And in perhaps one of the most memorable TV episodes ever, I Love Lucy touched on the theme of pregnancy, when Lucy gave birth to Little Ricky on January 19,
1953, the same day the real-life Lucy delivered her son Desi Jr. by cesarean. (Ball and Arnaz's first child, Lucie, had arrived two years before.)
As the title of the show indicated, Lucy was the star. While she could at times downplay her hard work, Ball was a perfectionist. Contrary to perception, rarely was anything ad-libbed. It was routine for the actress to spend hours rehearsing her antics and facial expressions. And her groundbreaking work in comedy paved the way for future stars such as Mary Tyler Moore, Penny Marshall, Cybill Shepherd and even Robin Williams.
Her genius did not go unrecognized. During its six-year run, I Love Lucy's success was unmatched. For four of its seasons, the sitcom was the No. 1 show in the country. In 1953 the program captured an unheard-of 67.3 audience share, which included a 71.1 rating for the episode that featured Little Ricky's birth, a turnout that surpassed the television audience for President Eisenhower's inauguration ceremonies.
While the show ended in 1957, Desilu Productions continued on, producing more television hits like Our Miss Brooks, Make Room for Daddy, The Dick Van Dyke Show, The Untouchables, Star Trek and Mission: Impossible.
In 1960 Ball and Arnaz divorced. Two years later, Ball, now remarried to comedian Gary Morton, bought out her former husband and took over Desilu Productions, making her the first woman to run a major television production studio. She eventually sold the company to Gulf-Western in 1967 for $17 milllion.

__Aim 1__
In the listing, reproduce word for word everything from the line containing "Note to the class: locate the primary" down to the line containing "<point>351,116</point>", including both of those lines.
The Lucille Ball passage and the listing are unrelated and should be treated as distinct material.

__Materials provided__
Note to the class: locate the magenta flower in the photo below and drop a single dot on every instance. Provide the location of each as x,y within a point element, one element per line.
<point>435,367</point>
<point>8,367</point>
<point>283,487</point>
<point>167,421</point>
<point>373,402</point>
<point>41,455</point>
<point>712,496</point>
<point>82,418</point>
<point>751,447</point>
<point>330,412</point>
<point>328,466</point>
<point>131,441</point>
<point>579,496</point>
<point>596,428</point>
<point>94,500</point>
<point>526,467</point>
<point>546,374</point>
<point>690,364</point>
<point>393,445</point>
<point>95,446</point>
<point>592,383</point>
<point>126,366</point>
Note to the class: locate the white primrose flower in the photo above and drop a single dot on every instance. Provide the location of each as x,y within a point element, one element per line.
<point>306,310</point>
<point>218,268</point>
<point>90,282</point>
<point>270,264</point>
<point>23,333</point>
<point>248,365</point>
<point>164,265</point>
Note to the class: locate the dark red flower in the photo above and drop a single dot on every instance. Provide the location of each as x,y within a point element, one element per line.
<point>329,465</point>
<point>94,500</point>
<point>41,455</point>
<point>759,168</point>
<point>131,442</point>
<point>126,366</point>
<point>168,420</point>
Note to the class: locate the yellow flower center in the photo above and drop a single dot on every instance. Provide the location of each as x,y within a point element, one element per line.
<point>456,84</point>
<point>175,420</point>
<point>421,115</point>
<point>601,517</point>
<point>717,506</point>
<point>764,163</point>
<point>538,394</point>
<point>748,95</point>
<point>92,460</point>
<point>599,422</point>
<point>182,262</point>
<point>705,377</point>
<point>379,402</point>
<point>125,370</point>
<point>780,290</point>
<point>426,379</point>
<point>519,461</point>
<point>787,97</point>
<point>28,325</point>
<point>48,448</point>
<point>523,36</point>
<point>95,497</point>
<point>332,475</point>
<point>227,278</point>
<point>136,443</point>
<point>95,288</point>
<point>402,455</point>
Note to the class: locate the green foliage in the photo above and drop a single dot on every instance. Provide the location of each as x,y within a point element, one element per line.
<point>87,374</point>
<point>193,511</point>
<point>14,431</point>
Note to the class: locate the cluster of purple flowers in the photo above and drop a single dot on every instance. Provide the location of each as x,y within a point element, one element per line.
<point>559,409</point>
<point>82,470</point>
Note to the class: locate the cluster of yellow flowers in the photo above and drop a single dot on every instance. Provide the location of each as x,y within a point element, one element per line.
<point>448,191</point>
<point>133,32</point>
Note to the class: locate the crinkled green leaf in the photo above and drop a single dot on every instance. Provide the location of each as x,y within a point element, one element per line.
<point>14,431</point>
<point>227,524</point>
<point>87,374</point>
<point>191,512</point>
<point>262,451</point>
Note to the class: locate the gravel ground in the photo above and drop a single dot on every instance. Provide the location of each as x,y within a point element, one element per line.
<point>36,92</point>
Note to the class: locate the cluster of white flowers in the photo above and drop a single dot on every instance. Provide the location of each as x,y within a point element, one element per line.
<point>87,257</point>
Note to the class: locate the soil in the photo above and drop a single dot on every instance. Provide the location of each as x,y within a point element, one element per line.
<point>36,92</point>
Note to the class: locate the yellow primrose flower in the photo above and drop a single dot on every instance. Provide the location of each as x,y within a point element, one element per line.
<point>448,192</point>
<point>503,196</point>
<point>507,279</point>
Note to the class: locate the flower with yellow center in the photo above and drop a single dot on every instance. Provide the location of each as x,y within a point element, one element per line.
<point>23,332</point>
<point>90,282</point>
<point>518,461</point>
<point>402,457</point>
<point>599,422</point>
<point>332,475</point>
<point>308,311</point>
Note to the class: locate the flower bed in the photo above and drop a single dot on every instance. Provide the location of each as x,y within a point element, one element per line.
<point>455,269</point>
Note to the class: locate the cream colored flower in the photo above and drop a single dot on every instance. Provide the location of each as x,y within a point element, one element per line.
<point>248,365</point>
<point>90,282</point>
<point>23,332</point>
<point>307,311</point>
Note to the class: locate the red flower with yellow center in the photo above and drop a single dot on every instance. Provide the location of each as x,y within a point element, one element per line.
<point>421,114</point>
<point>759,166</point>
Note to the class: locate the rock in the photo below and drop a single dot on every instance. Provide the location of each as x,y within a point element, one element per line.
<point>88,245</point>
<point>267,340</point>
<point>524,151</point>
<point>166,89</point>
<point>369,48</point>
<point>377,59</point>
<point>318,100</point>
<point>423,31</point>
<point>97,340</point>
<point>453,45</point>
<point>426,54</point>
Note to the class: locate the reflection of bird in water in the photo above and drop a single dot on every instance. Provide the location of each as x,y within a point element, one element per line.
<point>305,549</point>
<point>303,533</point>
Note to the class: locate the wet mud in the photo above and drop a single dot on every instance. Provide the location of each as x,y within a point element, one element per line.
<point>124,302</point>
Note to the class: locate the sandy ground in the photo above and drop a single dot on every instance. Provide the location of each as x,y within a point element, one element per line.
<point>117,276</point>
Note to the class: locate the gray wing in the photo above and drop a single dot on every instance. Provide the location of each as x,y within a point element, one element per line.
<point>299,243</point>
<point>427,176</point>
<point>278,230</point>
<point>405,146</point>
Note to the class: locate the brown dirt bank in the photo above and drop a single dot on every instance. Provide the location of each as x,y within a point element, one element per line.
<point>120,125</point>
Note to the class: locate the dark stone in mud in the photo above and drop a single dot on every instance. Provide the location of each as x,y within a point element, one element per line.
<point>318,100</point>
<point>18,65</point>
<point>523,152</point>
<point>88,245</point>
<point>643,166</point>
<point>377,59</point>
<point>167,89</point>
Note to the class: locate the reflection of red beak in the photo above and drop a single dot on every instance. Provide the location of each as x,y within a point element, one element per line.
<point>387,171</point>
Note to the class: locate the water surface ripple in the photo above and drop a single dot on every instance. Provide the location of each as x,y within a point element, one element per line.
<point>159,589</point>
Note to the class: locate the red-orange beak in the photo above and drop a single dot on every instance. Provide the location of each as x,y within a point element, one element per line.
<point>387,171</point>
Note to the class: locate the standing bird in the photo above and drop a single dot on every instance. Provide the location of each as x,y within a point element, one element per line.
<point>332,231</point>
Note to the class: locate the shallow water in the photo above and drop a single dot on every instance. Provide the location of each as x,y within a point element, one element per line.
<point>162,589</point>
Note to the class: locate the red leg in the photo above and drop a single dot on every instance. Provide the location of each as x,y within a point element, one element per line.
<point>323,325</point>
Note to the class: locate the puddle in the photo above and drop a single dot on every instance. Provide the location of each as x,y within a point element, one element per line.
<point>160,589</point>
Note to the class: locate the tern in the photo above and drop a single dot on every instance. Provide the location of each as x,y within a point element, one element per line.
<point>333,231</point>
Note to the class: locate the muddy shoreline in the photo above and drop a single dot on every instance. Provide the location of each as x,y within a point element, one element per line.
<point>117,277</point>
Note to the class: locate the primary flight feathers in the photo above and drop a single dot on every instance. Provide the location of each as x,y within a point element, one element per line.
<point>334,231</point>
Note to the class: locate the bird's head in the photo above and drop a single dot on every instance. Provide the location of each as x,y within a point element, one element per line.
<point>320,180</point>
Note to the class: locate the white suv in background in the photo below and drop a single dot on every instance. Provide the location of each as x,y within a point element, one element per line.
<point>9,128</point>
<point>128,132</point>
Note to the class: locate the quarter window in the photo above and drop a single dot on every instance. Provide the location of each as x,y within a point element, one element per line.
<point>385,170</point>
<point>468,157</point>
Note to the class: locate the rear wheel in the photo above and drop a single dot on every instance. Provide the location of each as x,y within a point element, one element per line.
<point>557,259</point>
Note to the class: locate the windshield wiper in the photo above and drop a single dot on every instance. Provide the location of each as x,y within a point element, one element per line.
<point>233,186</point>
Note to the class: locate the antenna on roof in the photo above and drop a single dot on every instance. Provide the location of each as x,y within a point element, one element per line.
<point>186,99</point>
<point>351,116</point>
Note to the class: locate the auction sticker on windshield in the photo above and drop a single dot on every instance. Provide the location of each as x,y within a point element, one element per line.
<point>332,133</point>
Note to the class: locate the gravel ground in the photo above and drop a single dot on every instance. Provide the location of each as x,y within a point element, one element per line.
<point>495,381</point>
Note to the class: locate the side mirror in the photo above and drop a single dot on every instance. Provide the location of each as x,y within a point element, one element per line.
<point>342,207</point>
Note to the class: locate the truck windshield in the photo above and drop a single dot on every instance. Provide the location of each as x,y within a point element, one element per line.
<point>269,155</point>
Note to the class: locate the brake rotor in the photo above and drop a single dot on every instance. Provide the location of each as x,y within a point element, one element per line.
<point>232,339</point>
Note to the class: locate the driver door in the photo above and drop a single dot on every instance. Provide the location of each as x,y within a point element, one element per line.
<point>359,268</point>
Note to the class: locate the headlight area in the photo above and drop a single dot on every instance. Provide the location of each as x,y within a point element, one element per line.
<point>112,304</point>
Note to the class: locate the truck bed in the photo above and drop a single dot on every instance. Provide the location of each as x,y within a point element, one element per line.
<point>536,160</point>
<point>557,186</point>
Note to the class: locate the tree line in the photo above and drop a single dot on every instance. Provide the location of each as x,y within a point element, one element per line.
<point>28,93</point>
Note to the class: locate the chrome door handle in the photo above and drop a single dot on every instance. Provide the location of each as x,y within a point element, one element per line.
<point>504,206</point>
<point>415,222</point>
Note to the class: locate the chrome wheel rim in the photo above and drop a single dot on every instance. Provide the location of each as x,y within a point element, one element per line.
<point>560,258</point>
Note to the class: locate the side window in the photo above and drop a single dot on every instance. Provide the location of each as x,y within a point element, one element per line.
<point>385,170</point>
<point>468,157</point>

__Aim 2__
Extend the Lucille Ball passage beyond its final sentence.

__Reply 1__
Note to the class: locate the primary flight feathers in the photo above and drop a single dot on every instance. Provide the location of each as x,y within a point element, one element per line.
<point>334,231</point>
Note to the class: locate the bird's head in the photo above and drop a single dot on every instance. Provide the location of each as x,y within a point element, one element per line.
<point>320,180</point>
Note to the class: locate the white suv in background in the photo below and drop a single dot on every instance. Provide the location of each as x,y within a point element, one element per line.
<point>9,128</point>
<point>128,132</point>
Note to the class: locate the quarter window in the photo above and drop a single dot on every instance. Provide the location of each as x,y within a point element, one element per line.
<point>385,170</point>
<point>468,157</point>
Note to the class: locate the rear wheel in the photo above and drop a single dot on every instance. Provide the location of each as x,y within a point element, one element per line.
<point>557,259</point>
Note to the class: locate the windshield wiper in the photo above and drop a single dot on every instance. Provide the location of each as x,y within a point element, one element per line.
<point>233,186</point>
Note to the class: locate the antenna on roof in the photo above and drop a single dot on every instance. Provide the location of each as x,y within a point element, one element per line.
<point>186,99</point>
<point>351,116</point>

__Reply 2__
More acting work followed, including a pair of sitcoms, The Lucy Show (1962-68) and Here's Lucy (1968-73). Both achieved a modest level of success, but neither captured the magic that had defined her earlier program with Arnaz. It didn't matter, though. Even if she had never done another piece of acting again, Lucille Ball's impact on the world of comedy and the television industry in general would have been widely recognized.
In 1971 she became the first woman to receive the International Radio and Television Society's Gold Medal. In addition there were four Emmys, induction into the Television Hall of Fame and recognition for her life's work from the Kennedy Center for the Performing Arts.
In 1985, Ball strayed from her comedic background to take on a dramatic role as a homeless woman in the made-for-TV movie Stone Pillow. While it was hardly a smash hit, Ball earned some praise for her performance. Most critics, though, wanted to see her return to comedy, and in 1986 she debuted a new CBS sitcom, Life With Lucy. The program earned its star $2.3 million but not much of an audience.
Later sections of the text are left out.